**TASK INPUTS:**
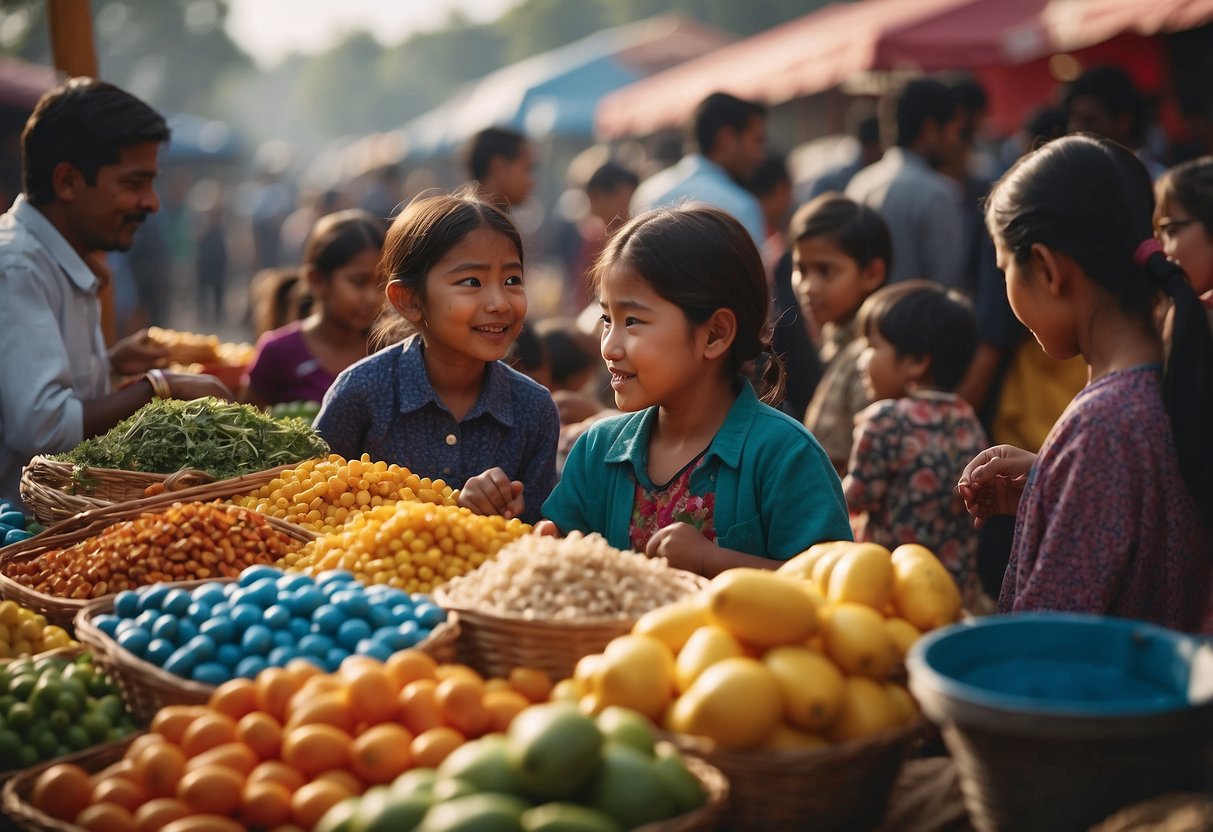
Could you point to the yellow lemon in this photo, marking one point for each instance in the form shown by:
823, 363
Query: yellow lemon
--
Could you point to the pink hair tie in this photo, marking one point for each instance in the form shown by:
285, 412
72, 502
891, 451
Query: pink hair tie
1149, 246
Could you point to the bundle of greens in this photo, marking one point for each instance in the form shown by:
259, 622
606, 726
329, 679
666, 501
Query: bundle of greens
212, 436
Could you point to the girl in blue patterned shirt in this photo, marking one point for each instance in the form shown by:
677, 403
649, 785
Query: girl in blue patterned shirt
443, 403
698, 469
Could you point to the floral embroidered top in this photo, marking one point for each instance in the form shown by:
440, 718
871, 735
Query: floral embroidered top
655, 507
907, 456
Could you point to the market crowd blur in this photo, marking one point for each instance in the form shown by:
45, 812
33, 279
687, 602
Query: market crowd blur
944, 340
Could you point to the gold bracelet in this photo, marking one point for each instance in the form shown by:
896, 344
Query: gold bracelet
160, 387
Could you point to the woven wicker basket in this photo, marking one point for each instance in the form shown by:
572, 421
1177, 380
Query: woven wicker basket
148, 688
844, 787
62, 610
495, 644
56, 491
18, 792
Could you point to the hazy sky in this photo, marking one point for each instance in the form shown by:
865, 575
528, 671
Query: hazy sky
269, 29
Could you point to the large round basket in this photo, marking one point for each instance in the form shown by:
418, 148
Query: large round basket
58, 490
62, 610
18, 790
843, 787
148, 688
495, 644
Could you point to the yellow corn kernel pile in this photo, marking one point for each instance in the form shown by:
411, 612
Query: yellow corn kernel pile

**WORK TO COMPLETE:** From the material above, set down exactly the lines starting at the one with "Could you point to the hazy" and ending at the one with "Query: yellow corn kernel pile", end lines included.

**RESPONSE AREA:**
Could you point to the hazy sky in this photo, marking one point for each instance in the form shown by:
865, 575
528, 671
Query: hazy sky
269, 29
Could you point to the large round basket in this photo, marking one point for each instance in the form shown by:
418, 148
Query: large round basket
58, 490
62, 610
18, 790
843, 787
148, 688
495, 644
Could you point to the yellow corn kernel pile in this photo, marking one point for each instance in the form shown by:
411, 612
Query: yellow corn kernel pile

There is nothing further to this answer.